[Extracted records]
════════

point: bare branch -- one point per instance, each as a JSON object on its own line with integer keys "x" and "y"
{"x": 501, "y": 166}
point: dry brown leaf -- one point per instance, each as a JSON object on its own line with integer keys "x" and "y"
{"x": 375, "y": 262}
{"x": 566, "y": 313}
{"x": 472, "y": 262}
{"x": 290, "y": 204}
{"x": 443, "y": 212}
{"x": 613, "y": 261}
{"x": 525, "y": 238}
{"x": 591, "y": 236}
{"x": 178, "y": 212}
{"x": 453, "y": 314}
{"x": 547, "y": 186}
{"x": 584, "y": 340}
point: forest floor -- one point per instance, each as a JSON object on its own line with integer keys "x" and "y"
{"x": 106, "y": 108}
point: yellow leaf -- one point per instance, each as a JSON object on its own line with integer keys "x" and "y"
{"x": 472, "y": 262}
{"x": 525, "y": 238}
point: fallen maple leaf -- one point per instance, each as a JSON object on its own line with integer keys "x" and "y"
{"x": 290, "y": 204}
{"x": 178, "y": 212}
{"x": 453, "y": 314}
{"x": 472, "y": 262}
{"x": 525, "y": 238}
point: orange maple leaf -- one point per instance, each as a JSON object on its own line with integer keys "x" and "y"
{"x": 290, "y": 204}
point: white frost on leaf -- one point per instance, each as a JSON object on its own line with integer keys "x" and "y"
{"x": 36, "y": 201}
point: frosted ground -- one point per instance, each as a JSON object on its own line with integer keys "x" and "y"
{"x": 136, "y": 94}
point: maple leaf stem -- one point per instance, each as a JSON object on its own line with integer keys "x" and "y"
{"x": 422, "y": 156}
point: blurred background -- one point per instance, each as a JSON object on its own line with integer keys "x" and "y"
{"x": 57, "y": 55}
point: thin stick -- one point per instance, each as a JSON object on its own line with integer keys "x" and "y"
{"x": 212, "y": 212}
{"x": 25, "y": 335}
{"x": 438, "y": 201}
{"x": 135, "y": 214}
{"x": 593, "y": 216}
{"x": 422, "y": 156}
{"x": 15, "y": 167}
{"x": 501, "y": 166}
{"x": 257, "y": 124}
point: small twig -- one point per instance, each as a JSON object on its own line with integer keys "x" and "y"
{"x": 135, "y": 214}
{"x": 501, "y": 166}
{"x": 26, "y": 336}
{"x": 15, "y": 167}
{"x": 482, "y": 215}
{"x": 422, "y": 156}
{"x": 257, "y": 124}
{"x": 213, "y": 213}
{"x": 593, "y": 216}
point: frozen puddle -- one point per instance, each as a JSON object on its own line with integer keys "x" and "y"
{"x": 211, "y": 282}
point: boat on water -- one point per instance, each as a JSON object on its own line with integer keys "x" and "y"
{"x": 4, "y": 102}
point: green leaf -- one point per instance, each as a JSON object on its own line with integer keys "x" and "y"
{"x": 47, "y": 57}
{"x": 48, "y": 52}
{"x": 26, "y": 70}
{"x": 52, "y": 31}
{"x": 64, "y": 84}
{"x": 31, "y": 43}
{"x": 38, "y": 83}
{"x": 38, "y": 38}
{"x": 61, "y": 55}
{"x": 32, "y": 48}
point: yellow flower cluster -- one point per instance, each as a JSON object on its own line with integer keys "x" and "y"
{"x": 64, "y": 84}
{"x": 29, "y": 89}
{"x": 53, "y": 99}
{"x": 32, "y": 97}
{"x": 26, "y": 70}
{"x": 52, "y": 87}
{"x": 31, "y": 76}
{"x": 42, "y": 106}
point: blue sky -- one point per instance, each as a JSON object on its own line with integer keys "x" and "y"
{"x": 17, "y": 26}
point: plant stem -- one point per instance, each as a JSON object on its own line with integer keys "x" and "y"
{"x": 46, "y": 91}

════════

Retype the material in full. Each word must match.

| Solution to the problem |
point: bare branch -- one point per instance, each as a JSON object on its own line with integer keys "x" and "y"
{"x": 501, "y": 166}
point: dry brown leaf -- one point per instance, each as a JSON object on its own line with integer keys "x" and "y"
{"x": 375, "y": 262}
{"x": 566, "y": 313}
{"x": 472, "y": 262}
{"x": 290, "y": 204}
{"x": 443, "y": 212}
{"x": 613, "y": 261}
{"x": 525, "y": 238}
{"x": 591, "y": 236}
{"x": 178, "y": 212}
{"x": 453, "y": 314}
{"x": 547, "y": 186}
{"x": 584, "y": 340}
point: forest floor -- one point per instance, each as a JSON object on its own line with integer keys "x" and "y"
{"x": 106, "y": 108}
point: yellow leaf -- one point per instance, each as a JSON object on its own line with integer keys "x" and "y"
{"x": 472, "y": 262}
{"x": 525, "y": 238}
point: fallen maple leaf -- one point per instance, each as a JSON object on its own line with integer keys "x" and "y"
{"x": 290, "y": 204}
{"x": 178, "y": 212}
{"x": 453, "y": 314}
{"x": 472, "y": 262}
{"x": 525, "y": 238}
point: orange maple leaf -- one point per instance, each as a JSON object on its own line with integer keys "x" and "y"
{"x": 290, "y": 204}
point: white frost on leaf -- one point per instance, each as a JSON object on its own line with integer keys "x" and "y"
{"x": 36, "y": 201}
point: frosted ground -- one point per instance, each as a JSON object on its own line with integer keys "x" and "y"
{"x": 136, "y": 94}
point: maple leaf stem -- one point per instance, each as a JSON object on its own line with integer keys "x" and "y"
{"x": 422, "y": 156}
point: blurred background -- one point per instance, each as a JSON object on its own line with integer keys "x" and "y"
{"x": 57, "y": 55}
point: thin stick -- one point per instance, each as a JSON object on its own line with integer keys "x" and "y"
{"x": 212, "y": 212}
{"x": 25, "y": 335}
{"x": 438, "y": 201}
{"x": 135, "y": 214}
{"x": 593, "y": 216}
{"x": 422, "y": 156}
{"x": 15, "y": 167}
{"x": 501, "y": 166}
{"x": 257, "y": 124}
point: small twig -- one point per instance, each as a JSON object on its own line with integer keys "x" and "y"
{"x": 135, "y": 214}
{"x": 501, "y": 166}
{"x": 26, "y": 336}
{"x": 15, "y": 167}
{"x": 482, "y": 215}
{"x": 422, "y": 156}
{"x": 257, "y": 124}
{"x": 213, "y": 213}
{"x": 593, "y": 216}
point: frozen puddle -- one point per instance, each as a JSON object on its own line with integer keys "x" and "y"
{"x": 211, "y": 282}
point: boat on water -- one point per instance, each as a JSON object on its own line with integer keys "x" and "y"
{"x": 4, "y": 102}
point: green leaf -- one point per instance, each as a JSON object on its own line with integer keys "x" and "y"
{"x": 47, "y": 57}
{"x": 48, "y": 52}
{"x": 26, "y": 70}
{"x": 52, "y": 31}
{"x": 64, "y": 84}
{"x": 31, "y": 43}
{"x": 38, "y": 83}
{"x": 38, "y": 38}
{"x": 61, "y": 55}
{"x": 32, "y": 48}
point: yellow flower cluster -- one point per instance, each as a JSON object on its own line with integer keys "x" and "y"
{"x": 64, "y": 84}
{"x": 29, "y": 89}
{"x": 53, "y": 99}
{"x": 32, "y": 97}
{"x": 26, "y": 70}
{"x": 52, "y": 87}
{"x": 31, "y": 76}
{"x": 42, "y": 106}
point: blue sky -- one point per instance, each as a JSON object on its own line with integer keys "x" and "y"
{"x": 17, "y": 26}
point: plant stem -- one point per instance, each as a JSON object on its own line with integer keys "x" and "y"
{"x": 46, "y": 91}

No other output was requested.